(Source extract):
┄┄┄┄┄┄┄┄┄┄┄┄┄┄┄┄┄┄┄┄

Gold eased on Friday as the dollar and Treasury yields edged higher, but prices were on course for their best week in three as hopes of more U.S. stimulus underpinned the metal.
Spot gold dipped 0.3% to $1,820.73 per ounce by 0245 GMT. Prices were up 0.5% so far this week. U.S. gold futures slipped 0.3% to $1,821.10.
"The U.S. jobs numbers sort of talked some sense of inflation risk out of the market and that may have weighed on gold," said IG Market analyst Kyle Rodda.
U.S. jobless claims fell slightly last week but were stuck at elevated levels.
"The bigger picture should be positive for gold because of the current monetary and fiscal policy mix, but despite all the tailwind gold's just grinding lower, so it's not a very constructive view for the time being," Rodda said.
Trading remained muted as many parts of Asia remained closed for the Chinese new year holiday.
The dollar and benchmark 10-year U.S. Treasury yields ticked higher, reducing gold's appeal.
U.S. President Joe Biden plans to ask Congress this month to invest heavily in infrastructure after his $1.9 trillion COVID-19 aid package makes its way through.
Gold remains supported "as the spectre of stimulus measures in the U.S. rises," ANZ analysts said in a note.
Spot platinum fell 1.9% to $1,211.01 an ounce as investors booked some profits after prices scaled an over 6-year peak of $1,268.88 on Thursday.
But the autocatalyst metal was set to post its best week since early December, with a gain of 7.6%.
"Sentiment remains strong," ANZ said, adding stricter global emission rules and a disruption at a major refinery in largest producer South Africa should keep the metal in deficit this year.
Silver fell 0.2% to $26.89 and palladium was steady at $2,344.38.

┄┄┄┄┄┄┄┄┄┄┄┄┄┄┄┄┄┄┄┄

(Data section):
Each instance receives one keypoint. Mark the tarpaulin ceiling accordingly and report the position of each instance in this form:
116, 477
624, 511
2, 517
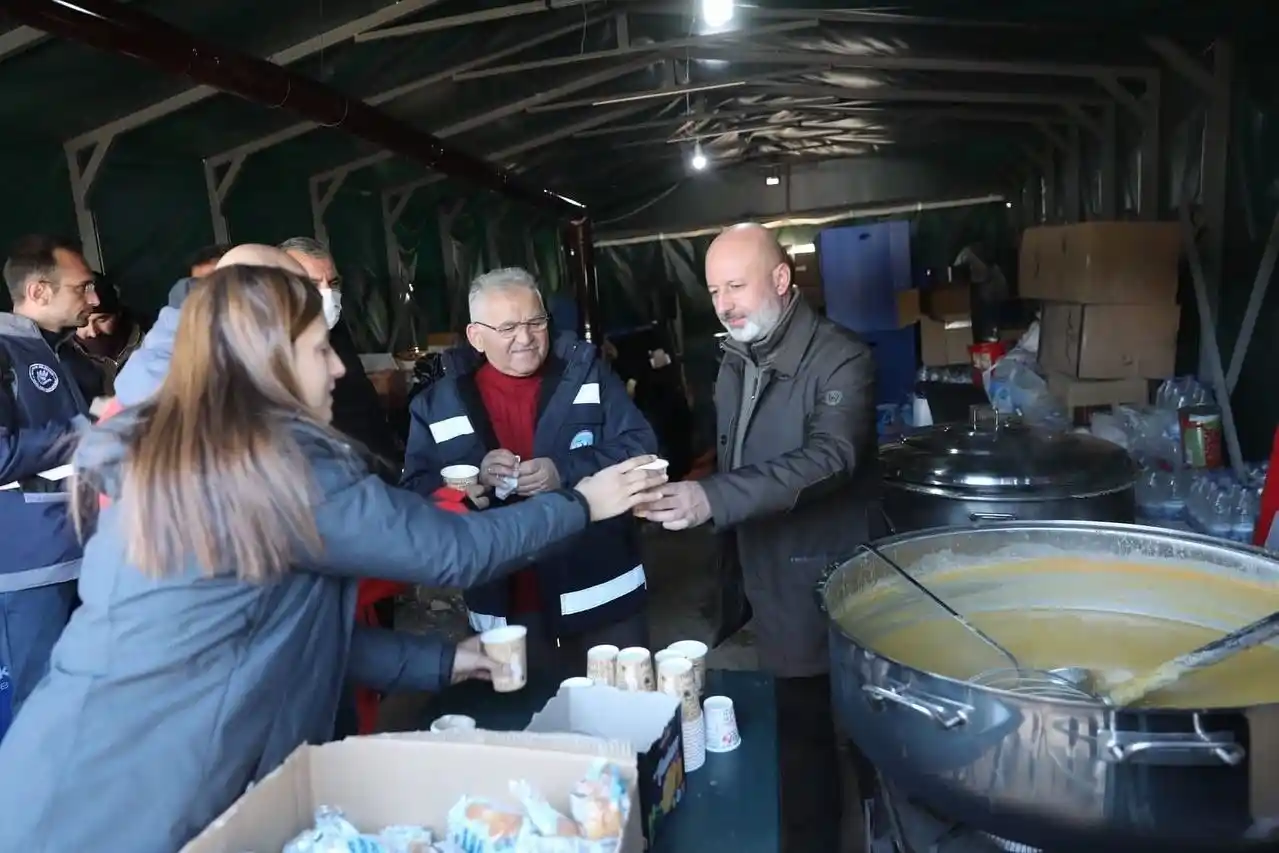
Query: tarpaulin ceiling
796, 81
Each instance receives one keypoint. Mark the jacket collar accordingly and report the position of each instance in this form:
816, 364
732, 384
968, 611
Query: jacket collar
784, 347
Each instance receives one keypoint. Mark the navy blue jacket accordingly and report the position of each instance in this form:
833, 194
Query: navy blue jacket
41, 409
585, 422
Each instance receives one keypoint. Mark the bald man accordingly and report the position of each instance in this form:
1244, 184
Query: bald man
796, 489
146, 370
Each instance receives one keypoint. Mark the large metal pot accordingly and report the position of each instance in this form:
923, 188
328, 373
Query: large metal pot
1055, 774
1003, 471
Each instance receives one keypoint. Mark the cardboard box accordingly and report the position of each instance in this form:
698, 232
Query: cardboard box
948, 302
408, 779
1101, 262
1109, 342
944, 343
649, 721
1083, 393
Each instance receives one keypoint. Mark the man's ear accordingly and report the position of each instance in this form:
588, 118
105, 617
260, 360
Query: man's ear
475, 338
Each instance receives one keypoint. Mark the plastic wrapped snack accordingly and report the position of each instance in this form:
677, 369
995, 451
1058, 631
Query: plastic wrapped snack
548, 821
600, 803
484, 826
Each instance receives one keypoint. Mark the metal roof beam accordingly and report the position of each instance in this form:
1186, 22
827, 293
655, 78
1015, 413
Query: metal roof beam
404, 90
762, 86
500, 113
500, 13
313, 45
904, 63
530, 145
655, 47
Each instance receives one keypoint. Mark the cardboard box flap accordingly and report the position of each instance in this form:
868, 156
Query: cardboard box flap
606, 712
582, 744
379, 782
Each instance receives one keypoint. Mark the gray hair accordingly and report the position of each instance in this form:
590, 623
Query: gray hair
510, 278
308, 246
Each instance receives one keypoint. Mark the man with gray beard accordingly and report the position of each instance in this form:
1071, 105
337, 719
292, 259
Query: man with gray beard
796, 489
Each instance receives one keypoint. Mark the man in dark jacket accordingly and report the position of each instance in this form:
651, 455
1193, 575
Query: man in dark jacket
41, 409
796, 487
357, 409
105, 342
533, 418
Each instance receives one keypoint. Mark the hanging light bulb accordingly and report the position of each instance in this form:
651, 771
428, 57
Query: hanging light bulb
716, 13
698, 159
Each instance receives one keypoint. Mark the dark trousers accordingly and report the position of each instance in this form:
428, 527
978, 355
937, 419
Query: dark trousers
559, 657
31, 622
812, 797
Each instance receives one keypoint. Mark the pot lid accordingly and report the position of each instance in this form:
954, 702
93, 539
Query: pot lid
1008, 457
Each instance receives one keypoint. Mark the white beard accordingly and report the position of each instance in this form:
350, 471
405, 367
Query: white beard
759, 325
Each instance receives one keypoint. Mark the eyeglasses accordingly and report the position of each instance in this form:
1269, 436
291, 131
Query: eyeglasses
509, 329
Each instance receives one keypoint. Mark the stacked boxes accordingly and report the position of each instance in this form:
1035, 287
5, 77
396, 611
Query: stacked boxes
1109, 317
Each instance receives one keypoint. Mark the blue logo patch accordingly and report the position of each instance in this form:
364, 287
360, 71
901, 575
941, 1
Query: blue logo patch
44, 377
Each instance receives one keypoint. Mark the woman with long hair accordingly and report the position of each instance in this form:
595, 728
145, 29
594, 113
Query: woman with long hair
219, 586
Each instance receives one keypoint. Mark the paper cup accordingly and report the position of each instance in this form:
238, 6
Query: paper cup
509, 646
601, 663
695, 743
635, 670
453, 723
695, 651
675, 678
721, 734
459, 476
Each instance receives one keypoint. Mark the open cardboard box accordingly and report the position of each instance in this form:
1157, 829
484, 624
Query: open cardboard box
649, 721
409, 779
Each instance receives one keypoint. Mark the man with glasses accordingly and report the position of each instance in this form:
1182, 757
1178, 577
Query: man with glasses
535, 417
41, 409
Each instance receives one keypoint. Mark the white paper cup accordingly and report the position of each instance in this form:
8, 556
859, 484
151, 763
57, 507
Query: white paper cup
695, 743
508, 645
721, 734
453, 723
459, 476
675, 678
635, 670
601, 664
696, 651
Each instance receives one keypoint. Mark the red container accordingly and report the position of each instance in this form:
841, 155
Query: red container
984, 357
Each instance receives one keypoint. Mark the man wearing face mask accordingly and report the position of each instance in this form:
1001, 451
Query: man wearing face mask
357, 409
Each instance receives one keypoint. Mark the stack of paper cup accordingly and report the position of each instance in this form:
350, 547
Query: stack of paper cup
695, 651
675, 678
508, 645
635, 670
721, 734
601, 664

┄┄┄┄┄┄┄┄┄┄┄┄┄┄┄┄┄┄┄┄

(Problems and tasks):
a - According to the metals report, why did spot platinum fall on Friday?
b - Reproduce the passage of the metals report starting at "U.S. President Joe" and ending at "steady at $2,344.38.".

(Answers for the tasks):
a - Spot platinum fell 1.9% to $1,211.01 an ounce because investors booked some profits. This came after prices had climbed to an over 6-year peak of $1,268.88 on Thursday.

b -
U.S. President Joe Biden plans to ask Congress this month to invest heavily in infrastructure after his $1.9 trillion COVID-19 aid package makes its way through.
Gold remains supported "as the spectre of stimulus measures in the U.S. rises," ANZ analysts said in a note.
Spot platinum fell 1.9% to $1,211.01 an ounce as investors booked some profits after prices scaled an over 6-year peak of $1,268.88 on Thursday.
But the autocatalyst metal was set to post its best week since early December, with a gain of 7.6%.
"Sentiment remains strong," ANZ said, adding stricter global emission rules and a disruption at a major refinery in largest producer South Africa should keep the metal in deficit this year.
Silver fell 0.2% to $26.89 and palladium was steady at $2,344.38.